> Input records

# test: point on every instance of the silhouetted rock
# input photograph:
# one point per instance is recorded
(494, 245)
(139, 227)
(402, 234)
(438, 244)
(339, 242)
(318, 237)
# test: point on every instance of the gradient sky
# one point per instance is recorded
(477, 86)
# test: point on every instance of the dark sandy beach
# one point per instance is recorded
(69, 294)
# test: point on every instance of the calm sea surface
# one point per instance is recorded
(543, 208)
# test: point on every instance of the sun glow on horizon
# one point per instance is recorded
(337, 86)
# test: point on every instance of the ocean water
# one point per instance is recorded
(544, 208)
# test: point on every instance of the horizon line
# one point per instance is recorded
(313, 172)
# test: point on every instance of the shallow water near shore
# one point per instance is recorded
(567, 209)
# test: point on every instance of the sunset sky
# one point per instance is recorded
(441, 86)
* * *
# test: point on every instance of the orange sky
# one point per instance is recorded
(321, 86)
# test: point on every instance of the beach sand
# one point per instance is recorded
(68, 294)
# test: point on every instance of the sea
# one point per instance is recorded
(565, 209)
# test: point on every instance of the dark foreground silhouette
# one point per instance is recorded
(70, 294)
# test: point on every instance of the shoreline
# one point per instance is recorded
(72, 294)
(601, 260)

> What you will do
In how many lines of the data does the string "dark" occur? Answer with the number and nothing else.

> Task output
2